## GOAL OF THE EXERCISE
Rewrite every row below as a numbered list, dropping any blank lines. Leave the pictures out.

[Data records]
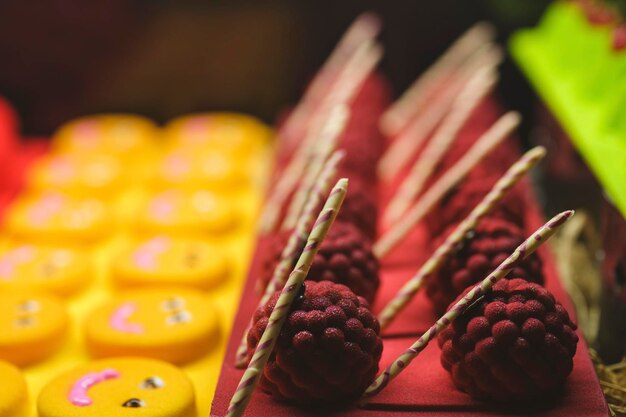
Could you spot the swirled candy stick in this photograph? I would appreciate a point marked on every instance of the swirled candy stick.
(497, 192)
(527, 247)
(295, 243)
(290, 291)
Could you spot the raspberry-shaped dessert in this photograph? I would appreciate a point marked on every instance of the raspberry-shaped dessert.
(515, 344)
(328, 349)
(457, 204)
(345, 257)
(491, 242)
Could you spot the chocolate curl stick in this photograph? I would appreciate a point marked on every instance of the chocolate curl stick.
(328, 139)
(360, 65)
(404, 146)
(488, 140)
(251, 376)
(295, 243)
(413, 100)
(466, 102)
(363, 29)
(540, 236)
(432, 265)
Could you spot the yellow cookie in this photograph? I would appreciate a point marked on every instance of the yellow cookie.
(33, 269)
(164, 260)
(58, 217)
(136, 387)
(172, 325)
(118, 134)
(188, 212)
(31, 327)
(14, 393)
(229, 132)
(81, 175)
(204, 169)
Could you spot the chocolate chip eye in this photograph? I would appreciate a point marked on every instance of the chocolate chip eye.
(174, 303)
(134, 403)
(152, 382)
(179, 317)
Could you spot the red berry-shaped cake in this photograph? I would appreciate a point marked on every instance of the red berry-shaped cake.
(491, 242)
(345, 257)
(328, 349)
(516, 344)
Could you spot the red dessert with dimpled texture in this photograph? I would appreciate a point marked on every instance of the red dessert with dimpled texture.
(514, 345)
(328, 349)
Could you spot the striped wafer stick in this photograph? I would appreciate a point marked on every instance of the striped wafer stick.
(488, 140)
(413, 100)
(288, 294)
(328, 139)
(405, 145)
(432, 265)
(295, 243)
(466, 102)
(539, 237)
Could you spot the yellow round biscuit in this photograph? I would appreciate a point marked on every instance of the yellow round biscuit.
(78, 175)
(168, 261)
(118, 134)
(55, 217)
(14, 393)
(31, 327)
(118, 387)
(230, 132)
(34, 269)
(198, 212)
(172, 325)
(210, 169)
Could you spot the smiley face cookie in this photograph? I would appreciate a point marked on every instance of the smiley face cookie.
(33, 269)
(119, 387)
(57, 217)
(31, 327)
(169, 261)
(187, 212)
(14, 393)
(172, 325)
(78, 175)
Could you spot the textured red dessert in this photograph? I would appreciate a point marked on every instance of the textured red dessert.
(345, 257)
(328, 350)
(493, 240)
(460, 201)
(514, 345)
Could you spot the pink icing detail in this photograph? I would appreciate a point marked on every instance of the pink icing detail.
(78, 393)
(118, 319)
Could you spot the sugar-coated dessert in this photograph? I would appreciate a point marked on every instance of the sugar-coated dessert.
(32, 327)
(118, 387)
(176, 326)
(491, 242)
(345, 257)
(515, 345)
(328, 349)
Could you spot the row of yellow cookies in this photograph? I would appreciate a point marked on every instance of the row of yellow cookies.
(173, 237)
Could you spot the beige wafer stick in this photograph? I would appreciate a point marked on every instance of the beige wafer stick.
(413, 100)
(432, 265)
(295, 243)
(539, 237)
(328, 139)
(290, 291)
(404, 147)
(360, 65)
(488, 140)
(471, 96)
(364, 29)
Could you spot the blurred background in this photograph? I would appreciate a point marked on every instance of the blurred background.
(66, 58)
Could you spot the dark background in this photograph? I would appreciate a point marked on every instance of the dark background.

## ANSWER
1. Could you spot the swirled candy stick in this photograph? I would appreciate a point marked on every instance of the swirled candy stick.
2. (497, 192)
3. (527, 247)
4. (295, 243)
5. (290, 291)
6. Could you spot the raspberry-shaped dessert in this photograph? I would appreciate a point marked on every instance of the raspberry-shaped dessert.
7. (515, 344)
8. (328, 349)
9. (457, 204)
10. (345, 257)
11. (491, 242)
12. Could you spot the chocolate curl stick in this photograph? I would appreciate a point marked on every instance of the chocolate curl stick.
13. (328, 139)
14. (360, 65)
15. (404, 146)
16. (488, 140)
17. (251, 376)
18. (295, 243)
19. (413, 100)
20. (466, 102)
21. (363, 29)
22. (540, 236)
23. (432, 265)
24. Could you spot the yellow cookie in this photograph? I would appreciate a point marked on every instance of the yellow cookie.
25. (33, 269)
26. (164, 260)
27. (58, 217)
28. (136, 387)
29. (172, 325)
30. (118, 134)
31. (188, 212)
32. (31, 327)
33. (14, 393)
34. (229, 132)
35. (81, 175)
36. (204, 169)
37. Could you spot the chocolate chip eye in this photograph? I would appreciate a point marked on every instance of the chocolate chip eye.
38. (174, 303)
39. (134, 403)
40. (152, 382)
41. (179, 317)
42. Could you spot the red berry-shaped cake in this photograph? I would appreciate a point marked on every instance of the red berry-shaped cake.
43. (491, 242)
44. (345, 257)
45. (328, 349)
46. (516, 344)
47. Could you spot the red dessert with dimpled texture in this photograph? I would appreciate a point marked on every instance of the red dessert with dimpled texture.
48. (514, 345)
49. (328, 349)
50. Could you spot the striped wafer stick in this photograph? I would appreciate a point marked on every instance of the striped wafer stick.
51. (488, 140)
52. (413, 100)
53. (288, 294)
54. (328, 139)
55. (405, 145)
56. (432, 265)
57. (295, 243)
58. (466, 102)
59. (539, 237)
60. Could you spot the yellow round biscuit in this photograph? I would appreciate a point marked on every instance of the yellow round biscuit.
61. (78, 175)
62. (168, 261)
63. (118, 134)
64. (55, 217)
65. (14, 393)
66. (31, 327)
67. (118, 387)
68. (230, 132)
69. (34, 269)
70. (198, 212)
71. (172, 325)
72. (210, 169)
73. Could you spot the smiley face cookie in this photograph? I would appreciate a point marked on every instance of the smiley face cookie.
74. (33, 269)
75. (119, 387)
76. (57, 217)
77. (31, 327)
78. (169, 261)
79. (187, 212)
80. (14, 393)
81. (172, 325)
82. (78, 175)
83. Could you spot the textured red dessert in this photograph? I would appreciate a point marked on every instance of the textured red dessert.
84. (345, 257)
85. (328, 350)
86. (493, 240)
87. (460, 201)
88. (514, 345)
89. Could you spot the pink icing detail in this photograph? I would appreciate a point marked on every instance of the pink icing detail.
90. (78, 393)
91. (118, 319)
92. Could you spot the sugar-coated dessert in this photograph? I would appreciate a point marked on every instance of the sugar-coated dessert.
93. (32, 327)
94. (118, 387)
95. (176, 326)
96. (491, 242)
97. (345, 257)
98. (515, 345)
99. (328, 349)
100. Could you spot the row of yellow cookies in this photograph? I would appreciate a point marked on every instance of the row of yellow cookies.
101. (173, 237)
102. Could you spot the beige wafer stick in this photograph? I would appreciate a point marked on every instance of the beige wafer stick.
103. (413, 100)
104. (432, 265)
105. (295, 243)
106. (539, 237)
107. (328, 139)
108. (290, 291)
109. (404, 147)
110. (360, 65)
111. (488, 140)
112. (471, 96)
113. (364, 29)
114. Could you spot the blurred background in this photograph? I would appreciate a point marked on every instance of the blurred background.
115. (66, 58)
116. Could you spot the dark background in this photograph? I would appreciate a point marked on every instance of the dark background.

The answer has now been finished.